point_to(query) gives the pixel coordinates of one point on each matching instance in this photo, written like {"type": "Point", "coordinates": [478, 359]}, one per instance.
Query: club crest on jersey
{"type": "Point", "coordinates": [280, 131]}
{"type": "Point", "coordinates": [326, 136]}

* * *

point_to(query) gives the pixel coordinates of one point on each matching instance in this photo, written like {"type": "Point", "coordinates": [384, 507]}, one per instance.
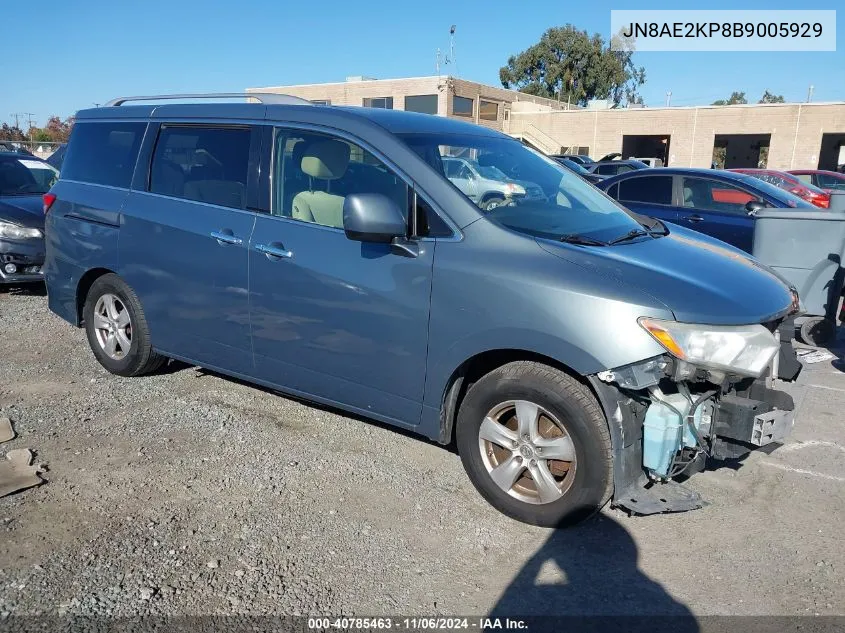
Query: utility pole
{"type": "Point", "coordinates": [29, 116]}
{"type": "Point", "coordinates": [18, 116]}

...

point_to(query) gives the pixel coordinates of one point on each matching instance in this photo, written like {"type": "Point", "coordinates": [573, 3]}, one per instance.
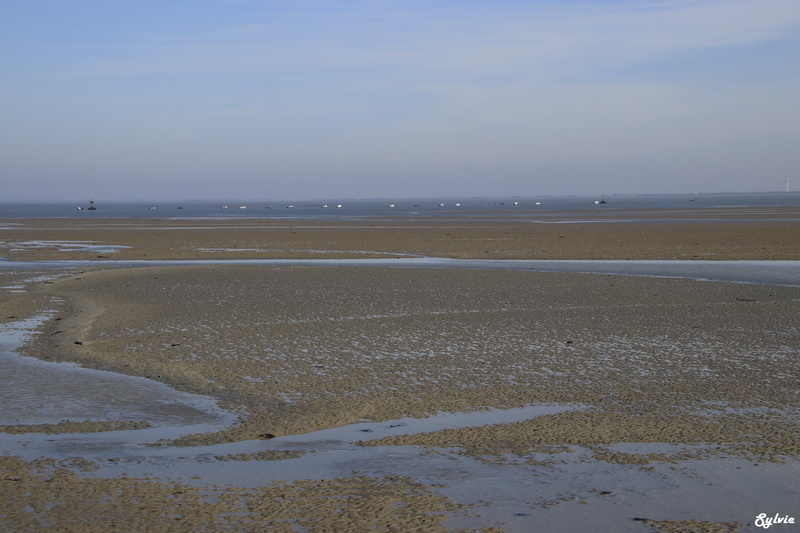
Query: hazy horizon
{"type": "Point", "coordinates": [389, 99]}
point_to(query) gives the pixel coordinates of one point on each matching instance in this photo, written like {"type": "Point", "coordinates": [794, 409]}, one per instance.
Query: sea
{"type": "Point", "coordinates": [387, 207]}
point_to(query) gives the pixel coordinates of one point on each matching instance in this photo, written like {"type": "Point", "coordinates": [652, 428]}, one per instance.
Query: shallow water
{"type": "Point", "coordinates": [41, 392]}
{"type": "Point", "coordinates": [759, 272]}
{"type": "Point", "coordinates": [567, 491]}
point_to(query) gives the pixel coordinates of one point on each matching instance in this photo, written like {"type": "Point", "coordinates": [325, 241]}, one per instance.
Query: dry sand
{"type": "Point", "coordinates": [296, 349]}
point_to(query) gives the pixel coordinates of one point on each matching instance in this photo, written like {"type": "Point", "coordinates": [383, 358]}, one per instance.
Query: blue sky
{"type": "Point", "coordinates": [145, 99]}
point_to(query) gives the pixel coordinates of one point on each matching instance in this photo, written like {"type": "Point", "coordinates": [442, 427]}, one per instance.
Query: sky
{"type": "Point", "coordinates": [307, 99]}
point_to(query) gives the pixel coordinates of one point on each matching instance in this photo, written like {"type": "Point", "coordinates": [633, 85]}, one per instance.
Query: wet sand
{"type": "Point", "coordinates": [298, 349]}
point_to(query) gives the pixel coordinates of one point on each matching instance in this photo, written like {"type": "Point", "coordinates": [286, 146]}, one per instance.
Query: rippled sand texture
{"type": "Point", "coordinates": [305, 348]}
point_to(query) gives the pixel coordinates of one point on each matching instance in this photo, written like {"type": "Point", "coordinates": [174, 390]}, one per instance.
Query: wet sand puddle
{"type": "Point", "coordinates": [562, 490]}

**About this task**
Show every line from the listing that contains "each".

**Task output**
point_to(query) gives the pixel coordinates of one point on each matching instance in this photo, written like {"type": "Point", "coordinates": [478, 359]}, one per instance.
point_to(query) gives the pixel coordinates of one point on each matching instance in this photo, written like {"type": "Point", "coordinates": [384, 507]}, one per instance.
point_to(query) gives the pixel coordinates of one point on each matching instance in this photo, written like {"type": "Point", "coordinates": [573, 3]}, one per instance.
point_to(query) gives the pixel coordinates of one point on each matching instance in this photo, written like {"type": "Point", "coordinates": [794, 409]}, one per instance.
point_to(query) gives the pixel coordinates of one point on each matching instance in this photo, written like {"type": "Point", "coordinates": [652, 428]}, one per instance.
point_to(query) gives the pixel coordinates of one point on each matching instance in this photo, written like {"type": "Point", "coordinates": [325, 241]}, one per instance.
point_to(query) gives the pixel coordinates of one point on each matching instance in this photo, written like {"type": "Point", "coordinates": [383, 358]}, one per instance.
point_to(query) gives the pixel coordinates of one point on each matching instance in this photo, written like {"type": "Point", "coordinates": [442, 427]}, one per instance.
point_to(query) gives the pixel coordinates of one point on each matching instance in this photo, written like {"type": "Point", "coordinates": [633, 85]}, one per instance.
point_to(query) gives the pixel coordinates of one point on each matching instance in this photo, written like {"type": "Point", "coordinates": [286, 146]}, one per instance.
point_to(query) gives the pixel coordinates of one point on each matching instance in this photo, written like {"type": "Point", "coordinates": [174, 390]}, one per instance.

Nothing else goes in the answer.